(Task 1): Using the passage on party influencer outreach, decide whether each statement agrees with it: (a) The Democratic National Committee's hub offers content on abortion rights and gun control. (b) Democrats have made the same inroads with the creator economy as Republicans. (c) The committee has recruited more than 1,000 people to the hub. Answer each with yes or no and quote the deciding words.
(Task 2): Write the next part of the passage on party influencer outreach, starting after its final sentence.

(Source passage):

The Republican Party has made great use of this, relying on the work of charismatic right-wing influencers to spread its messages on platforms big and small. Democrats, meanwhile, haven’t made the same inroads with the creator economy, but their most recent efforts have tried to keep up. Earlier this year, the Democratic National Committee built an online organizing hub where TikTok and other social media influencers can find party-approved talking points and repostable content on topics from abortion rights to gun control. So far, the committee has recruited nearly 1,000 people to the hub, according to The Verge, and has generated more than 83 million social impressions.

(Records provided):

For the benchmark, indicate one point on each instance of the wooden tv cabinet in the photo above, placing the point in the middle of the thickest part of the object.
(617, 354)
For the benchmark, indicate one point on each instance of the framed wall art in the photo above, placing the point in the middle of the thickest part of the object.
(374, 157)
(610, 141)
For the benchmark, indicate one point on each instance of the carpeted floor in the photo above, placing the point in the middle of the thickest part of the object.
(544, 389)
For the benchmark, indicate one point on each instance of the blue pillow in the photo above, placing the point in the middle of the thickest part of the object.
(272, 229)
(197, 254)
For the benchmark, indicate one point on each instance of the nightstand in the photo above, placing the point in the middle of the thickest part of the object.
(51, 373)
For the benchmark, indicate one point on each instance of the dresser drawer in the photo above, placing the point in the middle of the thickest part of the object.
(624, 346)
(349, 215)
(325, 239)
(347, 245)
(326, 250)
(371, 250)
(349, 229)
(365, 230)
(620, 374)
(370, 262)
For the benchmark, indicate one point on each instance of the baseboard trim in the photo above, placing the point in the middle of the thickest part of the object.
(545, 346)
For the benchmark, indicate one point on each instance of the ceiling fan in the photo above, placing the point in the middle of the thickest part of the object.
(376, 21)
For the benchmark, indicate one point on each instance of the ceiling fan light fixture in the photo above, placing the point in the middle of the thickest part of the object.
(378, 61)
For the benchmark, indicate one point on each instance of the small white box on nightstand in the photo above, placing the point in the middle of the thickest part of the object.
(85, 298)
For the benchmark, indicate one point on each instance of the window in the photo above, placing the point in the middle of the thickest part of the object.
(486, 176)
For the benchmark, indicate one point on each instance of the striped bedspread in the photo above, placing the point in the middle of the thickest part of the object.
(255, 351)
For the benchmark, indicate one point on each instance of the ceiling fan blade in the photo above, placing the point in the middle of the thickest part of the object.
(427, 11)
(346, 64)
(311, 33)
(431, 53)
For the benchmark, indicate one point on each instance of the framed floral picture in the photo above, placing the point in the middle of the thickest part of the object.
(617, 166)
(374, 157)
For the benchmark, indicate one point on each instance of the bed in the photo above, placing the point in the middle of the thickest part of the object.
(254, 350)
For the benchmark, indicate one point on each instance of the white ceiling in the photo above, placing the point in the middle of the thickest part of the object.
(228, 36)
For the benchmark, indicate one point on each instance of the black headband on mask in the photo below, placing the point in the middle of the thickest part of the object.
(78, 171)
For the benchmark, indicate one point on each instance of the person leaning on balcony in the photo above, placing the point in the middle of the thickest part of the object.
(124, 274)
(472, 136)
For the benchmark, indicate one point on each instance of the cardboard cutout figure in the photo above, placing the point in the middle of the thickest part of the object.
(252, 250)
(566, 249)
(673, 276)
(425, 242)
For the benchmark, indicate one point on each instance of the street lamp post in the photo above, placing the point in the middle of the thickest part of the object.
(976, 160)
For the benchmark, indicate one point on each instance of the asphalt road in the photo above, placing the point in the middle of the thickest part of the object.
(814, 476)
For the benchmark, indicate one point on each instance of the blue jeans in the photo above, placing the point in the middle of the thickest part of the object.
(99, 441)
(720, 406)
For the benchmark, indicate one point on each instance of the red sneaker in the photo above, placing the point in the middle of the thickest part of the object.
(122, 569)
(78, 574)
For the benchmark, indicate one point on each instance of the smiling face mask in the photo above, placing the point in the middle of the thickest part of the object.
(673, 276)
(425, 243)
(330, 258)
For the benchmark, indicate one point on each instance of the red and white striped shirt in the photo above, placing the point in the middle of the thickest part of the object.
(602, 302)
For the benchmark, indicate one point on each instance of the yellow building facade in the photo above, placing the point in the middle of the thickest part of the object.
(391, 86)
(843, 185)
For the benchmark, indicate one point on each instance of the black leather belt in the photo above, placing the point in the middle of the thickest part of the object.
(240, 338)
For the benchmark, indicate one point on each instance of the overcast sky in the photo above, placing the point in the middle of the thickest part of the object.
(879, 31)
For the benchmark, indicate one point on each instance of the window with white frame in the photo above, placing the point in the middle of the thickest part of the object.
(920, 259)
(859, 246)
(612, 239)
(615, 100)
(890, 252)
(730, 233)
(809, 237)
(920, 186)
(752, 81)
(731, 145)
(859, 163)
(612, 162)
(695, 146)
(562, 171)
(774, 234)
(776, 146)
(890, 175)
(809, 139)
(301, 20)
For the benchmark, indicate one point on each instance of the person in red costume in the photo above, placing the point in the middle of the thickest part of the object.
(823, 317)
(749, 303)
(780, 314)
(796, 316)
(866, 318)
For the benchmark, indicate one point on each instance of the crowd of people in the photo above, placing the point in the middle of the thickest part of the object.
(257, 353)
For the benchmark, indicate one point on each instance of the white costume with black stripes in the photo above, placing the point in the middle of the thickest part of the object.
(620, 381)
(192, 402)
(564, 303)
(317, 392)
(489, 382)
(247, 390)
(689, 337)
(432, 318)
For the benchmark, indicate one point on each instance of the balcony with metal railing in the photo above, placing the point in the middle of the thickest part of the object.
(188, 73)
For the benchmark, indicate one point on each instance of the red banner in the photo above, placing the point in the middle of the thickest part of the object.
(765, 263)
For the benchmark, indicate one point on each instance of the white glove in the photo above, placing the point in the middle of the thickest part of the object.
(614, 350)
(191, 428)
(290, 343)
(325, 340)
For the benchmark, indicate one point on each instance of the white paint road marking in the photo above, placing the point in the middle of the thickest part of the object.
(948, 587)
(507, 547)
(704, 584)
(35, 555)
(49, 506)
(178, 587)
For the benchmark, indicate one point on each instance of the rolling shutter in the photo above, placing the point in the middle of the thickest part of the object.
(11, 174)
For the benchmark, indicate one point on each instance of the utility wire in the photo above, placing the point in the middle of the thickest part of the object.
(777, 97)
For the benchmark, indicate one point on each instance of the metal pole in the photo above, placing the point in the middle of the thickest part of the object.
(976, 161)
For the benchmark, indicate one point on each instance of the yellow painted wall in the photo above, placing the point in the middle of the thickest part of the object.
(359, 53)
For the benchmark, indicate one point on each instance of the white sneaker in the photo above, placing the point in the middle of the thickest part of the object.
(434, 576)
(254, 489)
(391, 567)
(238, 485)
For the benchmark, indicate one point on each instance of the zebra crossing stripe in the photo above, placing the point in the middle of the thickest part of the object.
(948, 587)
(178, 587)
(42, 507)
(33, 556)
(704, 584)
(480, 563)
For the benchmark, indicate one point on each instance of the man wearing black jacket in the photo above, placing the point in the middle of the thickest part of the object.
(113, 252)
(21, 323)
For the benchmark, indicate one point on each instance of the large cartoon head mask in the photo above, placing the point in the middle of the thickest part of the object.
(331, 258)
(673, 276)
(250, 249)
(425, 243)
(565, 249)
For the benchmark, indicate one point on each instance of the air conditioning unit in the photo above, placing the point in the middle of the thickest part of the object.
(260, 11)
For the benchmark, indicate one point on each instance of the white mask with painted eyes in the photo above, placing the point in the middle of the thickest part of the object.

(Exercise response 1):
(a) Yes: "party-approved talking points and repostable content on topics from abortion rights to gun control"
(b) No: "Democrats, meanwhile, haven’t made the same inroads with the creator economy"
(c) No: "the committee has recruited nearly 1,000 people to the hub"

(Exercise response 2):
This isn’t the first time the DNC has partnered with influencers; during the lead-up to the 2020 election, the Biden campaign hired a firm to help with its outreach to influencers, some of whom were invited to interview Biden on Instagram Live, and when Russian forces invaded Ukraine earlier this year, the White House briefed a group of TikTokers on how to best inform their followers. As Nell Thomas, chief technology officer for the DNC, told Recode’s Peter Kafka, the Democrats are trying to meet the people where they spend the most time. (According to Sensor Tower, American TikTok users spent an average of 82 minutes a day on the platform during the second quarter of 2022, which is twice as long as they spent on Instagram or Facebook.)

There are a few reasons TikTok is so uniquely powerful at one-to-many communication. The first is that most TikToks are short. You can consume dozens of TikToks, for instance, in the time it might take to watch the average YouTube video, which means view counts for viral videos are massive. The second is that, thanks to its algorithm, you can go extremely viral without having a single follower on your account. There is little to zero gatekeeping on TikTok; in theory, anyone’s idea can become the next day’s discourse.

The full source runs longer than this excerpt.